======== PROVIDED MATERIAL ========

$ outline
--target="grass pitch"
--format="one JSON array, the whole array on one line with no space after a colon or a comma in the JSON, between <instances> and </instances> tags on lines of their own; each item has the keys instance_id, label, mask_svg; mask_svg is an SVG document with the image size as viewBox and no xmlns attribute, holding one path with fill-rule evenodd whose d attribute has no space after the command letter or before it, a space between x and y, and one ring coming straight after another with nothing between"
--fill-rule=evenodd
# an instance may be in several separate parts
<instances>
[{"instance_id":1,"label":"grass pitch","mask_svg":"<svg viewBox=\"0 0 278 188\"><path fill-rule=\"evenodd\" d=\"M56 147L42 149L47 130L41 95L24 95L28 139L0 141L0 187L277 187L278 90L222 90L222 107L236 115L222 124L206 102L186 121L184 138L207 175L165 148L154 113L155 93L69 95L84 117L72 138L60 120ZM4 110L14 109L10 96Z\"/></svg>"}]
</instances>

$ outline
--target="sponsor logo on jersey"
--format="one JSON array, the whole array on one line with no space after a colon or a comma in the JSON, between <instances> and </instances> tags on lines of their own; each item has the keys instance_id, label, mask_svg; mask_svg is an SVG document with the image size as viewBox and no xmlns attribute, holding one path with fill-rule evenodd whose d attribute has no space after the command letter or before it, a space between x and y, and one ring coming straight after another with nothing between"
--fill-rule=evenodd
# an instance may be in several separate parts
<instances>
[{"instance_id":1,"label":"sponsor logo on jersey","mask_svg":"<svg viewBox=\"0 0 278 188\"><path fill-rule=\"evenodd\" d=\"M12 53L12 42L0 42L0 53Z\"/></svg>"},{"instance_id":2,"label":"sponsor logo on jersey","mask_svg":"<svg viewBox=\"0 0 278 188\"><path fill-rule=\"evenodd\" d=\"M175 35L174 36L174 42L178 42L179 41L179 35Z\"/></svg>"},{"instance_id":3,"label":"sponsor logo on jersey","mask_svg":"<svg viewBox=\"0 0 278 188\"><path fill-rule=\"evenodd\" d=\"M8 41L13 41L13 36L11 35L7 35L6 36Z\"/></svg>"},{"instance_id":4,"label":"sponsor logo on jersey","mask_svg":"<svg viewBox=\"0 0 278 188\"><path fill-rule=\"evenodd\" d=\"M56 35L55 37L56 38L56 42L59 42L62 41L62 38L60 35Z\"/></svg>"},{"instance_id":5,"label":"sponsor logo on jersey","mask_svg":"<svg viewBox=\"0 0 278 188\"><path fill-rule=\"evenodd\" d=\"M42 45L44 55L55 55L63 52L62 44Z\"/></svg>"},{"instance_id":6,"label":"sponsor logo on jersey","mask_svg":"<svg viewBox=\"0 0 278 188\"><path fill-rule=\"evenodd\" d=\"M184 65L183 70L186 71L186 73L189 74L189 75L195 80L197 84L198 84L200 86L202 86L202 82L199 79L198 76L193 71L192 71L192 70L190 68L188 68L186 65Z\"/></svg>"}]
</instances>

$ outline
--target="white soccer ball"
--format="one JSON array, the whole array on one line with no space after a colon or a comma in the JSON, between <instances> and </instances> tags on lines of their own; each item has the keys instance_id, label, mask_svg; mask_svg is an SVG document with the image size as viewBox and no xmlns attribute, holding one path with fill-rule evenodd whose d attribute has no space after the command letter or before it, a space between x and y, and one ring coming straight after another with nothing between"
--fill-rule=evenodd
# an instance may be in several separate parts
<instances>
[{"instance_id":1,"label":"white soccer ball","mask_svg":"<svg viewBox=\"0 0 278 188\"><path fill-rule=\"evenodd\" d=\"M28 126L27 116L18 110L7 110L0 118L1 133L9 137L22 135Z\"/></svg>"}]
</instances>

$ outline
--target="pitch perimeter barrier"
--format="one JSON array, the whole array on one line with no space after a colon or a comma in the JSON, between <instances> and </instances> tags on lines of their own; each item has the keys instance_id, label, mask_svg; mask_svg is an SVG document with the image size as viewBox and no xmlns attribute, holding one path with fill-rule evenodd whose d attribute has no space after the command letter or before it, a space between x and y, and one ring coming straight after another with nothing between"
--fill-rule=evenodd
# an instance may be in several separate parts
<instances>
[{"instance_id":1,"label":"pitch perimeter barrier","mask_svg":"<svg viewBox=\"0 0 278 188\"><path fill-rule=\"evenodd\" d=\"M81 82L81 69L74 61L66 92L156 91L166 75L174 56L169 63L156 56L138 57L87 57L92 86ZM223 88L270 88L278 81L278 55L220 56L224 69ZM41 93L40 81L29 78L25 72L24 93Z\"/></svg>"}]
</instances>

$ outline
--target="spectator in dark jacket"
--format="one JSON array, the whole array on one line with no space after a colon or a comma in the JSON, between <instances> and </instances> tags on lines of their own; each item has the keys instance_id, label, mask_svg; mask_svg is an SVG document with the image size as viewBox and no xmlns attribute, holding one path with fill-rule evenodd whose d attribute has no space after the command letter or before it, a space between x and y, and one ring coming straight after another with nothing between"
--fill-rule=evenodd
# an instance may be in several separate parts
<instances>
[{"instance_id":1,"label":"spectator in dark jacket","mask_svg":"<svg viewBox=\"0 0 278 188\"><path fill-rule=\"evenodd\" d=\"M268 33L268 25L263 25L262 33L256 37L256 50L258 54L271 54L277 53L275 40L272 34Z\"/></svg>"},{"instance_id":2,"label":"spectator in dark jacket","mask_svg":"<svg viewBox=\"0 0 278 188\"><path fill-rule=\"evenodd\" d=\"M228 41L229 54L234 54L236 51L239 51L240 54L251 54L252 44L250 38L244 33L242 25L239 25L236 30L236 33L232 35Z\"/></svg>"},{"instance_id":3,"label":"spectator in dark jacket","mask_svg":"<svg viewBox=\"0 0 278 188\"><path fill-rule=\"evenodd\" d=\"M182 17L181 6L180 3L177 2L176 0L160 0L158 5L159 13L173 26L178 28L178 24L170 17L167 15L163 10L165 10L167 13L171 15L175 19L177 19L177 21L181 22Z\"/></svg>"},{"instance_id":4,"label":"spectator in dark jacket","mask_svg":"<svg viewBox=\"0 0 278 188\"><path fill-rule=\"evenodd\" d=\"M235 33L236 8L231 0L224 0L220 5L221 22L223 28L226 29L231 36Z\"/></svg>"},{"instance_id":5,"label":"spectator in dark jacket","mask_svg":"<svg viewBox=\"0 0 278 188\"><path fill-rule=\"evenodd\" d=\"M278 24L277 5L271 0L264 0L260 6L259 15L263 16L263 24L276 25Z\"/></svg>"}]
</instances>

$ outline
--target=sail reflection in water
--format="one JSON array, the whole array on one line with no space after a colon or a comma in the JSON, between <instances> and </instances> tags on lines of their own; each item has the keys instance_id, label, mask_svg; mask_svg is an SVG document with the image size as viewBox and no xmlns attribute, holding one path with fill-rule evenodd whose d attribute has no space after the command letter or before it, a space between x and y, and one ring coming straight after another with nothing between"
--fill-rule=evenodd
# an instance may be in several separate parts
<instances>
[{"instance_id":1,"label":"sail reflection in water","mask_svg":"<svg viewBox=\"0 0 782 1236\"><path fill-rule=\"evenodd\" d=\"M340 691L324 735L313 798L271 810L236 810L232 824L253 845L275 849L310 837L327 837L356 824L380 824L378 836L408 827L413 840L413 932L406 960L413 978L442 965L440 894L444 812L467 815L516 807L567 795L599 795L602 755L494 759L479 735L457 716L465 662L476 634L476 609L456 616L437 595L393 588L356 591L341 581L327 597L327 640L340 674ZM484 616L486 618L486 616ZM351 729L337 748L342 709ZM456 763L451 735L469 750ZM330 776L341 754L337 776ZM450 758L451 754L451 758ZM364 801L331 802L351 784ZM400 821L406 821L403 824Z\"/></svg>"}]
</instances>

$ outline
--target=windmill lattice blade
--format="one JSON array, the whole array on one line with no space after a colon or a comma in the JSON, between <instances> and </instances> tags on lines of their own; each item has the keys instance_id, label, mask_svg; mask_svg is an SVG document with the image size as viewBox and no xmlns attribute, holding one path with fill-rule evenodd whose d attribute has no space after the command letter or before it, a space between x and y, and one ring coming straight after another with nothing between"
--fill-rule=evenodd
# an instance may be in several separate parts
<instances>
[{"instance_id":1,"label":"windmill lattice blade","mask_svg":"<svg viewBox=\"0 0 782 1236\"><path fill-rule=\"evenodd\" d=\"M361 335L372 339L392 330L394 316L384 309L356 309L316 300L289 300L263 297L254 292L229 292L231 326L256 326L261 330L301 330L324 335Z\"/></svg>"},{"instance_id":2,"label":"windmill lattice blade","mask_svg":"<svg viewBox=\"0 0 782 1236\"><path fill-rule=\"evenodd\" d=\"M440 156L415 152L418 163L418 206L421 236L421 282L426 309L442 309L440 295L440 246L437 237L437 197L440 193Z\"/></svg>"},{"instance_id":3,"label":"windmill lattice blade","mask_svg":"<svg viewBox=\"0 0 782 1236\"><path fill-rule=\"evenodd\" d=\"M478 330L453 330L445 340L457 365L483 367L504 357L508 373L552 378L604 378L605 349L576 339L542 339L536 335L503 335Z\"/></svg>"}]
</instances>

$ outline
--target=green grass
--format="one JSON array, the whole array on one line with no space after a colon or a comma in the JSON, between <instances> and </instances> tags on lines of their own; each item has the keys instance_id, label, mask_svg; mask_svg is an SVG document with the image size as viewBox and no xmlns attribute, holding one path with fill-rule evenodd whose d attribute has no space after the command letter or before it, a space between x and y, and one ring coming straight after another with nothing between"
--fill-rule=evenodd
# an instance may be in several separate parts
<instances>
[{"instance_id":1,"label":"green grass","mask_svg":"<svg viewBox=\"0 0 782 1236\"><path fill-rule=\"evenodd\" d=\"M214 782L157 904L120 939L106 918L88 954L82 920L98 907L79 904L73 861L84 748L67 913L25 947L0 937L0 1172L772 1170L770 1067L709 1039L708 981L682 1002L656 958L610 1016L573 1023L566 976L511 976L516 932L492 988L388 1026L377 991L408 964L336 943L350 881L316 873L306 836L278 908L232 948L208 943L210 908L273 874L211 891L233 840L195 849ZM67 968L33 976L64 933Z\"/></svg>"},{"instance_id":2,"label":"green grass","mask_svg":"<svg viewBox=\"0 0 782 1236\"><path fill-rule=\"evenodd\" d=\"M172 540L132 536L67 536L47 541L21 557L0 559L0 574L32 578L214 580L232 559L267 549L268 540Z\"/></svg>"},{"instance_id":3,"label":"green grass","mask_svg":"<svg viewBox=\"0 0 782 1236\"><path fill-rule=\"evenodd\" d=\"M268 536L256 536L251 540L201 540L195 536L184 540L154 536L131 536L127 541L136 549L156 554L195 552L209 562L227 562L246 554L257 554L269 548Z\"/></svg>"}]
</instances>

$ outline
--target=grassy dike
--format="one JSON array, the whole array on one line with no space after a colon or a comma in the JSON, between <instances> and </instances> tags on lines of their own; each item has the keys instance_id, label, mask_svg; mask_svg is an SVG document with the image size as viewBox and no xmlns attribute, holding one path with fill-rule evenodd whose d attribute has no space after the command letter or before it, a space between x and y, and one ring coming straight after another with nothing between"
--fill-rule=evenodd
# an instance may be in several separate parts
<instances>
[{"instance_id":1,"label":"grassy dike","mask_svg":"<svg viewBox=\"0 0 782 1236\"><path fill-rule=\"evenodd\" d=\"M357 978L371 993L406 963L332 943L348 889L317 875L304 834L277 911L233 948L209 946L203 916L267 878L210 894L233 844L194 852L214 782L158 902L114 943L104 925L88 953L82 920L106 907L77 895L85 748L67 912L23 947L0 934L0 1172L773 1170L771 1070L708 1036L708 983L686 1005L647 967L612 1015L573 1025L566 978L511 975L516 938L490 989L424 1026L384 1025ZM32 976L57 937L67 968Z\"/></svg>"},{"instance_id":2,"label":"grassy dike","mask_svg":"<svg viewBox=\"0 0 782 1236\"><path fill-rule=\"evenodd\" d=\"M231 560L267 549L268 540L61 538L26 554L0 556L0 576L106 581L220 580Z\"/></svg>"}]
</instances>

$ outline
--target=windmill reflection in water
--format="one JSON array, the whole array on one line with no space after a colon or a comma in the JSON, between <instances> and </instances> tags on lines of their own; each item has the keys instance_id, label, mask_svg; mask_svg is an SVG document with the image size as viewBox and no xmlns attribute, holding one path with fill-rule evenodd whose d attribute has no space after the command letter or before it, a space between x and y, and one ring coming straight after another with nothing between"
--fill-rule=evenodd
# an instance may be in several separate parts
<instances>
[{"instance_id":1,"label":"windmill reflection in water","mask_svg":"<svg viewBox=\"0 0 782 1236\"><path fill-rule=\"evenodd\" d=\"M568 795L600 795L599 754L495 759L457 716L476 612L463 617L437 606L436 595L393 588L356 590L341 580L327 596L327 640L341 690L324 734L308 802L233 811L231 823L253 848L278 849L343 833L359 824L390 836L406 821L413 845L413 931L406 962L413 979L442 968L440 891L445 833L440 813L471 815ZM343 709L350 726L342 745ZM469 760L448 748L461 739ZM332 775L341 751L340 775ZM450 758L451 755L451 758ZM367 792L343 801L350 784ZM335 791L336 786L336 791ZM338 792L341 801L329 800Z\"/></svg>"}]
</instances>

========

- _WRITTEN EXERCISE_
Could you repeat the lines from the first one through the line with "147L42 149L47 130L41", both included, switching "separate" to "distinct" and leaving everything else as it is?

- _RESULT_
$ outline
--target="grass pitch"
--format="one JSON array, the whole array on one line with no space after a colon or a comma in the JSON, between <instances> and </instances> tags on lines of their own; each item has the keys instance_id, label, mask_svg; mask_svg is an SVG document with the image size as viewBox and no xmlns attribute, holding one path with fill-rule evenodd whose d attribute has no space after the command letter or before it, a space between x and y, and one ring coming straight after another with nothing between"
--fill-rule=evenodd
# an instance may be in several distinct parts
<instances>
[{"instance_id":1,"label":"grass pitch","mask_svg":"<svg viewBox=\"0 0 278 188\"><path fill-rule=\"evenodd\" d=\"M56 147L42 149L47 130L41 95L24 95L28 139L0 141L0 187L277 187L278 90L222 90L222 107L236 115L222 124L206 102L186 121L184 138L207 175L165 148L154 113L155 93L69 95L84 117L72 138L60 120ZM4 110L14 109L10 96Z\"/></svg>"}]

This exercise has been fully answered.